Demande A
Recopiez à l'identique, s'il vous plaît, les enregistrements depuis la ligne contenant "Practice step: put one dot on every instance of the plaid" jusqu'à la fin des enregistrements, ces deux limites comprises.

Extrait source
Un courrier du 9 février 2024, adressé aux parties en application des dispositions de l'article R. 611-11-1 du code de justice administrative, les a informées de la période à laquelle il était envisagé d'appeler l'affaire à l'audience et leur a indiqué la date à partir de laquelle l'instruction pourrait être close, dans les conditions prévues par le dernier alinéa de l'article R. 613-1 et le dernier alinéa de l'article R. 613-2 du même code.

La requête a été communiquée à la commune de Gignac-la-Nerthe qui n'a pas produit de mémoire.

Par une ordonnance du 15 avril 2024, la clôture de l'instruction a été prononcée avec effet immédiat, en application du dernier alinéa de l'article R. 613-1 du code de justice administrative.

Vu les autres pièces du dossier.

Vu :

- le code général de la fonction publique ;

- le code de justice administrative.

Les parties ont été régulièrement averties du jour de l'audience.

Entrées de données
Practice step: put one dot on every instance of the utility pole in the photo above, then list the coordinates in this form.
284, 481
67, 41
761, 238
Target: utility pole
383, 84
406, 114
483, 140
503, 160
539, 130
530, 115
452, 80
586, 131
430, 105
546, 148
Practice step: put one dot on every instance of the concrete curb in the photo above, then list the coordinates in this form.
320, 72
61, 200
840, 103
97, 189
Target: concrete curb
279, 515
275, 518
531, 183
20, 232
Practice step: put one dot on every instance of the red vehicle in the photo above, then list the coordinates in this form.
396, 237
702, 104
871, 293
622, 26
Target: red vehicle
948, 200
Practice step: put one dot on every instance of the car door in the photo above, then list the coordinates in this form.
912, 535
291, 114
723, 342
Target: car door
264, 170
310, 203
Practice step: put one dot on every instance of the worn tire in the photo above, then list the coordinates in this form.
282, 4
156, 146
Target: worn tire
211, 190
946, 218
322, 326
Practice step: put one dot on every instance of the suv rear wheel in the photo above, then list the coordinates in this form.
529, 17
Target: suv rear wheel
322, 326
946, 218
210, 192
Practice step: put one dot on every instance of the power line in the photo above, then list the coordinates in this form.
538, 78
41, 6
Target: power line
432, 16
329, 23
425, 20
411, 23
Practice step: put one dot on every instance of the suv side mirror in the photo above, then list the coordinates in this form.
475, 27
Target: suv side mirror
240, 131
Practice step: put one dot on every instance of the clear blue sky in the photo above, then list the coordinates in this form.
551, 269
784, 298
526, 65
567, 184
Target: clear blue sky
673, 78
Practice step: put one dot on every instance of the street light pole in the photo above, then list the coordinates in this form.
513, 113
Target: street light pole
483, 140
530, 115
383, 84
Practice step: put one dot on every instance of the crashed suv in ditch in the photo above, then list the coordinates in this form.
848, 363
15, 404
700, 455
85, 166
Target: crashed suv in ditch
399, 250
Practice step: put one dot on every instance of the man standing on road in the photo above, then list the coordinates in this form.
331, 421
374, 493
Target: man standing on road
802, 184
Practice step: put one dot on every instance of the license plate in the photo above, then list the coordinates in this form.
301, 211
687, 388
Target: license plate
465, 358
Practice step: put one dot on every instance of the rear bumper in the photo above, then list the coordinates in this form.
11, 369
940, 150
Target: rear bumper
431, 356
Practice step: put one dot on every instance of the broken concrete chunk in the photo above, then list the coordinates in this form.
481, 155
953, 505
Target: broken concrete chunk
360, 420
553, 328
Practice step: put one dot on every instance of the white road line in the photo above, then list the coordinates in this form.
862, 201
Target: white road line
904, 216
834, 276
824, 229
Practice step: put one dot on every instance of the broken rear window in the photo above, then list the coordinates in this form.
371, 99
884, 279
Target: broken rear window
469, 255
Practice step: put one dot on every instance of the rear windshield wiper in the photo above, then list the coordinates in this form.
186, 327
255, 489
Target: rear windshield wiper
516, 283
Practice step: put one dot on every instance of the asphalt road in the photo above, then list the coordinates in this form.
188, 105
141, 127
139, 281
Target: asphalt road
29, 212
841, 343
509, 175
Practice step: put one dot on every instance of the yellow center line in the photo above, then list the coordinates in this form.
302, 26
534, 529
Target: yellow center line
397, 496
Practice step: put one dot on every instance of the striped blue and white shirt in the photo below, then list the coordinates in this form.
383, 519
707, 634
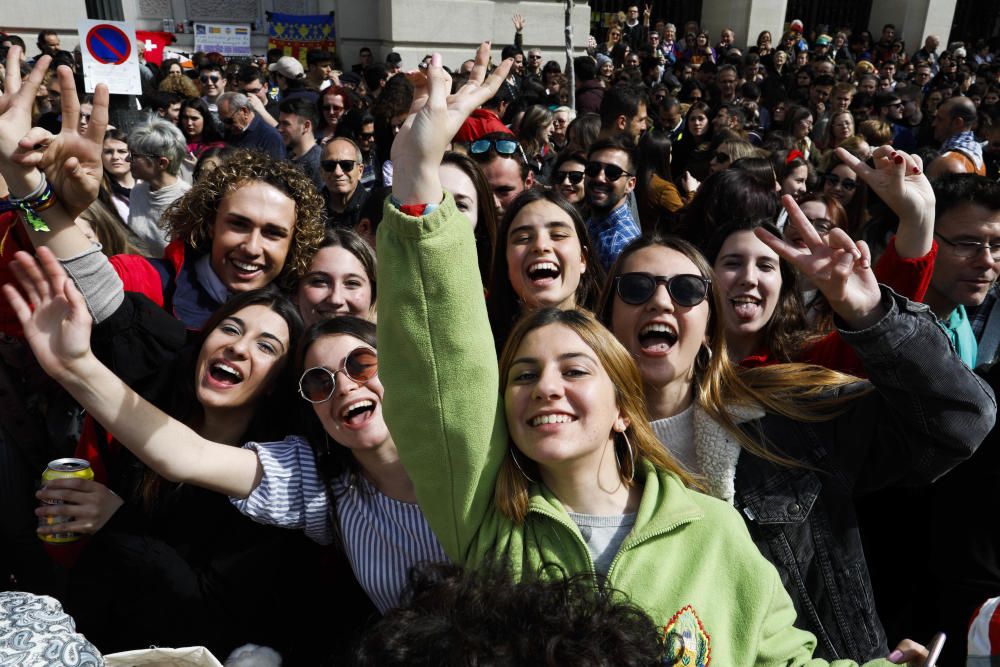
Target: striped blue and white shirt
383, 537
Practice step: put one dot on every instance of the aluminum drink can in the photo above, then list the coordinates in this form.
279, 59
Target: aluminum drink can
63, 469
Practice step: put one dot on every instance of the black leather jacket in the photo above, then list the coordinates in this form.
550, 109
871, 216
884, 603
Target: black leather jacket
927, 413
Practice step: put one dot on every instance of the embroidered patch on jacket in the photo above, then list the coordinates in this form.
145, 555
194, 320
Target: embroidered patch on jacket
685, 640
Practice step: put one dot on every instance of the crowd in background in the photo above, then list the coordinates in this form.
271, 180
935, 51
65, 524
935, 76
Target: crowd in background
783, 259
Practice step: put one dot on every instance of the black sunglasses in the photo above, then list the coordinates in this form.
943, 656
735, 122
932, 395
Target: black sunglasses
501, 146
318, 384
685, 289
833, 181
574, 177
612, 172
346, 166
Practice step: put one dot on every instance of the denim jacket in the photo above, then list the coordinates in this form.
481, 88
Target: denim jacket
927, 413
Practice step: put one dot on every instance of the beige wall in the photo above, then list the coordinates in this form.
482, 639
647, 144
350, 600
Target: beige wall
27, 17
746, 18
413, 28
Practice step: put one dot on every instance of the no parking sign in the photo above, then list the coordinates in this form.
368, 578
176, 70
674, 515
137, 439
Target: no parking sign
110, 56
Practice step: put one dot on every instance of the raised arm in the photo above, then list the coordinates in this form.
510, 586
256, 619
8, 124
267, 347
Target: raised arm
898, 179
57, 326
70, 161
929, 411
438, 363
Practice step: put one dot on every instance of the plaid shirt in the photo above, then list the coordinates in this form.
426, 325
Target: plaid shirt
613, 233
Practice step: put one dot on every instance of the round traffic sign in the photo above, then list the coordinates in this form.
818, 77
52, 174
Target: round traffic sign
108, 44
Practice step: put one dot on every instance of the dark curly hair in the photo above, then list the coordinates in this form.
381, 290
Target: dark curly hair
192, 216
452, 616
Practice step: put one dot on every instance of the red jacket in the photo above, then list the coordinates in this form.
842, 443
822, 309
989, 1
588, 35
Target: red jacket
907, 277
479, 124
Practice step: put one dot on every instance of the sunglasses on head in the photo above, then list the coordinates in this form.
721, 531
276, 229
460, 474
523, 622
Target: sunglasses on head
330, 166
574, 177
833, 181
318, 383
501, 146
686, 289
612, 172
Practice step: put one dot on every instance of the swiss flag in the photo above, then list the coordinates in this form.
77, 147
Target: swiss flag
153, 43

Demande B
D'après l'extrait source, à quelle date la clôture de l'instruction a-t-elle été prononcée ?

Réponse finale A
Practice step: put one dot on every instance of the plaid shirt in the photo above, then list the coordinates in this form.
426, 325
Target: plaid shirt
613, 233
Practice step: put one dot on every instance of the round traffic sign in the photo above, then list the coordinates in this form.
818, 77
52, 174
Target: round traffic sign
108, 44
Practice step: put one dot on every instance of the dark curly hair in the photo above, then list the coordinates in this form.
381, 290
Target: dark curly hair
192, 216
452, 616
Practice step: put one dot on every instance of the red jacket in the photo above, then list the coordinates in this form.
842, 443
822, 309
989, 1
588, 35
Target: red jacket
907, 277
479, 124
Practice step: put one dot on every instance of the sunglasses on head in the photo above, then list the coordinates in this form.
721, 531
276, 229
460, 474
523, 622
Target: sunglasses on head
330, 166
574, 177
833, 181
318, 383
501, 146
686, 289
612, 172
Practice step: put one dot on every instance of the swiss flag in the photo above, then list the coordinates in this form.
77, 147
Target: swiss flag
153, 43

Réponse finale B
Le 15 avril 2024, par une ordonnance prenant effet immédiatement.